> **EXERCISE DESCRIPTION**: The entries that follow include a run beginning at the line with "Phrase: ibex beard" and ending at the line with "like [97, 257]."; restate that run word for word and leave the rest out.

> **Natural language region descriptions**:
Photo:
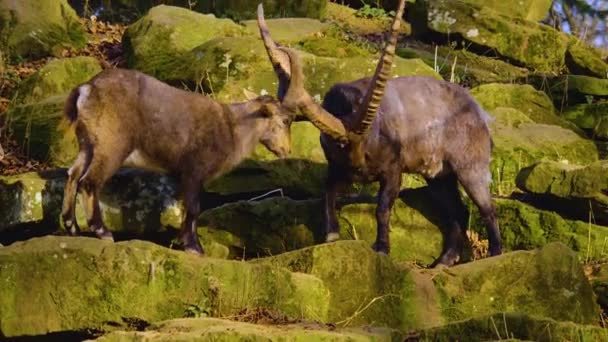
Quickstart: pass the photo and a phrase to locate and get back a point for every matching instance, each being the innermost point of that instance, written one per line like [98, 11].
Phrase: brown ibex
[375, 129]
[125, 117]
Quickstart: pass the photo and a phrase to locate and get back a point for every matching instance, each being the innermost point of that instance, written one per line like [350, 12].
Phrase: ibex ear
[249, 95]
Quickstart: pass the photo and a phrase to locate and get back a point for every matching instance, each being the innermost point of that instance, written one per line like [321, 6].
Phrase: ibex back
[125, 117]
[375, 129]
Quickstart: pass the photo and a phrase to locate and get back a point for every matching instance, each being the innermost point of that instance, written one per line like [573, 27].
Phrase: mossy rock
[578, 191]
[583, 59]
[51, 284]
[165, 33]
[532, 10]
[40, 128]
[591, 117]
[288, 30]
[346, 18]
[355, 275]
[470, 69]
[254, 72]
[535, 104]
[587, 85]
[524, 227]
[535, 46]
[536, 283]
[514, 327]
[220, 330]
[246, 9]
[519, 143]
[57, 77]
[37, 28]
[565, 180]
[301, 175]
[539, 283]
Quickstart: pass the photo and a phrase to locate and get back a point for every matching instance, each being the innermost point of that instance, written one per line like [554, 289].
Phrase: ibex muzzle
[402, 125]
[124, 117]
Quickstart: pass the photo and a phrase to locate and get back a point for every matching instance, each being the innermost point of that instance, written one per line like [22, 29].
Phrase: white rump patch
[84, 92]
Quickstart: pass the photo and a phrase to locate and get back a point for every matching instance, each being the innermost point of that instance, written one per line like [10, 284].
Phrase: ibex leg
[477, 186]
[333, 184]
[444, 191]
[190, 188]
[389, 190]
[70, 192]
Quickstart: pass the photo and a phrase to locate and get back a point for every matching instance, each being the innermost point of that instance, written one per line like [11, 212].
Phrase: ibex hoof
[193, 250]
[331, 237]
[447, 259]
[71, 228]
[381, 248]
[104, 234]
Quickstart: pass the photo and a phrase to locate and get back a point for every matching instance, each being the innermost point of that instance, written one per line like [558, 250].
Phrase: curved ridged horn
[279, 60]
[297, 96]
[369, 108]
[291, 93]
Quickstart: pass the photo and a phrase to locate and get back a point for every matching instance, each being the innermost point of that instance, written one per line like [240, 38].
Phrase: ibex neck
[247, 128]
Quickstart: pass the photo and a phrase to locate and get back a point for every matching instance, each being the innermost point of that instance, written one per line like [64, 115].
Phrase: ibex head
[350, 131]
[277, 137]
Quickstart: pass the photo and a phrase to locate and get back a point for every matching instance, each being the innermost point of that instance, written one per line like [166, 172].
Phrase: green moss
[517, 327]
[590, 117]
[157, 40]
[353, 285]
[225, 331]
[57, 77]
[288, 30]
[564, 180]
[585, 60]
[532, 10]
[535, 104]
[535, 46]
[268, 227]
[36, 126]
[245, 9]
[525, 227]
[546, 281]
[587, 85]
[40, 28]
[330, 47]
[49, 284]
[518, 144]
[345, 17]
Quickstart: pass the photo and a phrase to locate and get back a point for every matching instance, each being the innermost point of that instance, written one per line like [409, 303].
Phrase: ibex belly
[139, 159]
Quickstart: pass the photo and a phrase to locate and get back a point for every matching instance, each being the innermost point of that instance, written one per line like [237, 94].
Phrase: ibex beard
[124, 117]
[375, 129]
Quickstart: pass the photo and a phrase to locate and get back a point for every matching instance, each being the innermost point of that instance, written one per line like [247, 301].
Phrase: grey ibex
[375, 129]
[124, 117]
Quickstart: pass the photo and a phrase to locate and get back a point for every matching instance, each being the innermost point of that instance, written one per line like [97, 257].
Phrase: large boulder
[514, 327]
[234, 9]
[37, 118]
[536, 46]
[56, 284]
[213, 329]
[537, 283]
[40, 129]
[591, 117]
[535, 104]
[470, 69]
[578, 191]
[57, 77]
[36, 28]
[518, 143]
[532, 10]
[525, 227]
[165, 33]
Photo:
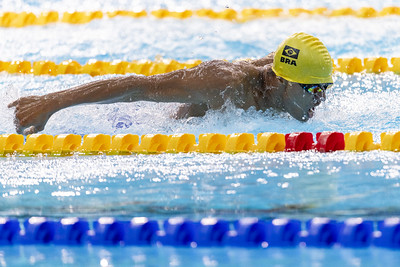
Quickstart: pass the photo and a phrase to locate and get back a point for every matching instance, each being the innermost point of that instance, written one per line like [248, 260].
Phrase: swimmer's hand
[31, 114]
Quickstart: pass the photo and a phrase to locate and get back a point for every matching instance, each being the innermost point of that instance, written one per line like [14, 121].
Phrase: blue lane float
[208, 232]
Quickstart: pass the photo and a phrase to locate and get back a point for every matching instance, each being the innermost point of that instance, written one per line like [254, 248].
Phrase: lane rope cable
[159, 66]
[23, 19]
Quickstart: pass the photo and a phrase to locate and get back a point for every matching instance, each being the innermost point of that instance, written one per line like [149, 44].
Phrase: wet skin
[207, 86]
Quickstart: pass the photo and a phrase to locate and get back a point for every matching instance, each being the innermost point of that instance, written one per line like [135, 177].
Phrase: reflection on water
[295, 185]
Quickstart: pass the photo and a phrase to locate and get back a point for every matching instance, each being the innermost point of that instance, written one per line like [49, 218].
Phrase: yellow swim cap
[303, 58]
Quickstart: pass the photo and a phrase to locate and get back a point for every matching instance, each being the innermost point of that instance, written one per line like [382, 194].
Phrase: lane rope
[208, 232]
[160, 66]
[23, 19]
[128, 144]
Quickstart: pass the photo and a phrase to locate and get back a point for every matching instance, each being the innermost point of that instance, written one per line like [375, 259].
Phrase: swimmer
[293, 79]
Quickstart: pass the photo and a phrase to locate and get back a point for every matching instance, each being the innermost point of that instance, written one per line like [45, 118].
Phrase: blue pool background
[295, 185]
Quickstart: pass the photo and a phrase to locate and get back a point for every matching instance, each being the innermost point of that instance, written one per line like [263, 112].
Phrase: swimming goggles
[315, 88]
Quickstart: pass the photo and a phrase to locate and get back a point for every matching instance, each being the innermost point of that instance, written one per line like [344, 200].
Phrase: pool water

> **RESPONSE**:
Phrase: ibex beard
[124, 117]
[375, 129]
Quickstart: pass the photo and a phrase to locate and get back a point for every matching instance, each being the innermost point of that instance, written one per line like [247, 301].
Phrase: grey ibex
[375, 129]
[124, 117]
Quickstart: pass the photo and a phrase to locate and get back a point for every matching instance, each being the innermost point of that instance, written one per line like [97, 257].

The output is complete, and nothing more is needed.